◆ **Given records**:
════════════════

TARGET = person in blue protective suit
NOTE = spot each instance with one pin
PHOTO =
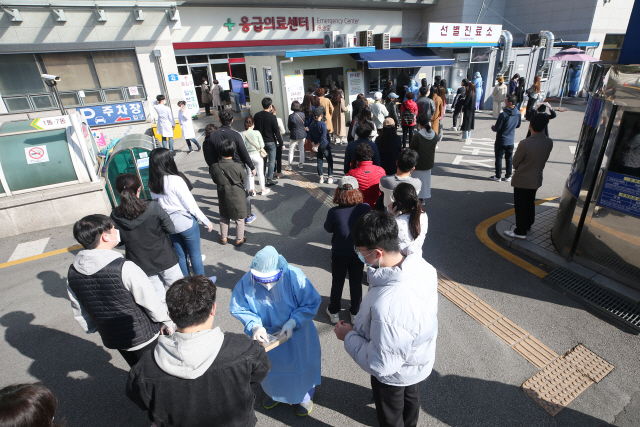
(477, 80)
(274, 298)
(574, 80)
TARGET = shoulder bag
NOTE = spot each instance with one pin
(262, 151)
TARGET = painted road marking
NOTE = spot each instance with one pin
(28, 249)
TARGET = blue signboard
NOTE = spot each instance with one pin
(622, 193)
(113, 114)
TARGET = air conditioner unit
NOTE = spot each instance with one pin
(364, 38)
(330, 39)
(382, 41)
(344, 40)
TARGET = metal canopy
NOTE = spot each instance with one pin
(402, 58)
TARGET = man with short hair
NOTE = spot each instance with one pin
(364, 129)
(367, 174)
(211, 151)
(266, 123)
(425, 104)
(111, 295)
(394, 336)
(505, 128)
(406, 163)
(529, 161)
(199, 376)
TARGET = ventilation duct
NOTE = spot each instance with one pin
(506, 43)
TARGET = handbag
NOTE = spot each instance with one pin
(246, 193)
(262, 151)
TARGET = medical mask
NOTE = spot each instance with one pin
(117, 236)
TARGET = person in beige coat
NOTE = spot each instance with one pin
(529, 161)
(499, 94)
(338, 118)
(328, 108)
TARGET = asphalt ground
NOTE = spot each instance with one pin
(476, 377)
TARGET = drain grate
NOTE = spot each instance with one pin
(594, 296)
(614, 263)
(564, 379)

════════════════

Return the entire listing above verbatim, leaving the picture out of your reply.

◆ **Full answer**:
TARGET = person in blue protective suit
NOTE = spot each instance with one pin
PHOTO =
(477, 80)
(274, 298)
(574, 80)
TARGET = shoulder bag
NOTE = spot each instance with one pin
(262, 151)
TARGET = painted road marking
NOTE = spot each instance with one pin
(28, 249)
TARGET = blue signboard
NOTE = spot each instance with one pin
(622, 193)
(113, 114)
TARGET = air conditioner unit
NOTE = spot each instance with one pin
(364, 38)
(330, 39)
(382, 41)
(344, 40)
TARGET = metal canopy
NOTE = spot each instance with one pin
(402, 58)
TARGET = man with short hair
NOTE = spot each instance with one pin
(364, 129)
(367, 174)
(211, 151)
(266, 123)
(425, 104)
(111, 295)
(394, 336)
(505, 128)
(406, 163)
(529, 161)
(199, 376)
TARGET = ventilation duct
NOTE = spot each instance with one pin
(506, 43)
TARGET = handbag
NOTE = spot each instance with one pin
(246, 193)
(262, 151)
TARGET = medical mask
NOTE = spot each instance with one pin
(117, 236)
TARGET = person in beige coat
NOTE = spot each instance with one pin
(529, 161)
(499, 94)
(338, 118)
(328, 108)
TARGET = asphalt ground
NOTE = spot each instance with one pin
(476, 377)
TARGET = drain grate
NOTE = spot each instance with one pin
(594, 296)
(614, 263)
(564, 379)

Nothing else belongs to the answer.